Instructions to follow
Copy the lines below verbatim, but only from the line containing "Find the heather" through the end of the data.

Point labeling examples:
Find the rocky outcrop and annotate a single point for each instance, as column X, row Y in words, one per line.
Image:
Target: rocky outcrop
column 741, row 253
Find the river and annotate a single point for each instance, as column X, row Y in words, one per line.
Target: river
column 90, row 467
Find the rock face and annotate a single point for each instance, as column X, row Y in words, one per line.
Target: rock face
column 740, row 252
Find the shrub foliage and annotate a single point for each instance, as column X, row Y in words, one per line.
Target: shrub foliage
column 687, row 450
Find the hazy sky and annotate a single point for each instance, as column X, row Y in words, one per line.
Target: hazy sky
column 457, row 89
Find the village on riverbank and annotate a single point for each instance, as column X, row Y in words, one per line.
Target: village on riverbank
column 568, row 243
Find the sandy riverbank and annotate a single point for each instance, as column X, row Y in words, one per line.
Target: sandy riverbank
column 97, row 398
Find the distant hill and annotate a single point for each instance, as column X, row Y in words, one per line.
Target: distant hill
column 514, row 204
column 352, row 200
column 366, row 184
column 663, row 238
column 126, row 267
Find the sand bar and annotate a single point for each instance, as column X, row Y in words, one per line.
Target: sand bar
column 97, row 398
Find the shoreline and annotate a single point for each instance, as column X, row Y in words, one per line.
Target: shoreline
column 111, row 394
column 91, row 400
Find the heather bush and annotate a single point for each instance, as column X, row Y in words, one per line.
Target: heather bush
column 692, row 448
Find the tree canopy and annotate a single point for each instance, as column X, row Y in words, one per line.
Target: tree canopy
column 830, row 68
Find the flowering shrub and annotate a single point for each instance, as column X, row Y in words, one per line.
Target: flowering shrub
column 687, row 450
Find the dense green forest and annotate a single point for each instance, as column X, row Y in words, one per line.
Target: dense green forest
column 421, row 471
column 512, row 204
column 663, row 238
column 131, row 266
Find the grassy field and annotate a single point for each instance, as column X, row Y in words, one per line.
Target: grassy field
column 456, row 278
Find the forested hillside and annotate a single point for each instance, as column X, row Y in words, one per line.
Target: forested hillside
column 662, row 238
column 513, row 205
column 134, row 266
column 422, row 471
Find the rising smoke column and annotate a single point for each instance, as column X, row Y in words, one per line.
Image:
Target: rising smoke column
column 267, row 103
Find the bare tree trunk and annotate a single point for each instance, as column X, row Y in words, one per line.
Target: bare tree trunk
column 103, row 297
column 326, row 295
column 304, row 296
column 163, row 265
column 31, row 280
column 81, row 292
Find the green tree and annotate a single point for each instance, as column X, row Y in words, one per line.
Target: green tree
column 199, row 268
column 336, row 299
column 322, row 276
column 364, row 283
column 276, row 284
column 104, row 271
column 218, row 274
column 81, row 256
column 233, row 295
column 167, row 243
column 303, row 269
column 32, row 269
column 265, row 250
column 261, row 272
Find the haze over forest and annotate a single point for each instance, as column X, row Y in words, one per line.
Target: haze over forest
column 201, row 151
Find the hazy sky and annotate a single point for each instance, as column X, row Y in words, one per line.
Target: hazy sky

Output
Find the heather bush and annotate a single point for each instance, as column X, row Y in words, one per line.
Target: heather bush
column 692, row 448
Find the tree canopy and annotate a single point for each instance, as column X, row Y in words, one per line.
Target: tree canopy
column 830, row 68
Find the flowering shrub and annotate a single point for each instance, as column X, row Y in words, one per line.
Target: flowering shrub
column 687, row 450
Find the dense green forest and annotate a single point for each instance, as column X, row Y in words, one per line.
Target: dense green forest
column 421, row 471
column 512, row 204
column 663, row 238
column 131, row 266
Find the grassy field and annotate a single point for each instance, as column X, row Y in words, one per line.
Target: grassy field
column 456, row 278
Find the forested hillside and annotate a single point for each instance, as column X, row Y in words, one per line.
Target: forested hillside
column 662, row 238
column 513, row 205
column 134, row 266
column 422, row 471
Find the rising smoke column and annotate a single point for each instance, as column X, row Y in words, one per line.
Image:
Target: rising smoke column
column 267, row 103
Find the bare tree trunk and annotate a single point for each instance, as column X, row Y in words, one per line.
Target: bare tree trunk
column 103, row 297
column 326, row 295
column 304, row 296
column 163, row 265
column 31, row 280
column 81, row 292
Find the green tree and annotate a single point for each instance, as column X, row Y in words, one per line.
Target: green tree
column 199, row 268
column 336, row 299
column 322, row 276
column 364, row 283
column 276, row 284
column 104, row 271
column 218, row 274
column 81, row 256
column 233, row 295
column 167, row 243
column 303, row 269
column 32, row 269
column 265, row 250
column 261, row 272
Find the haze over forest and annotate a single point for each instance, as column X, row Y in words, one per line.
Target: haze over forest
column 201, row 151
Find the hazy sky and annotate a single point for each instance, as column X, row Y in words, one per line.
Target: hazy sky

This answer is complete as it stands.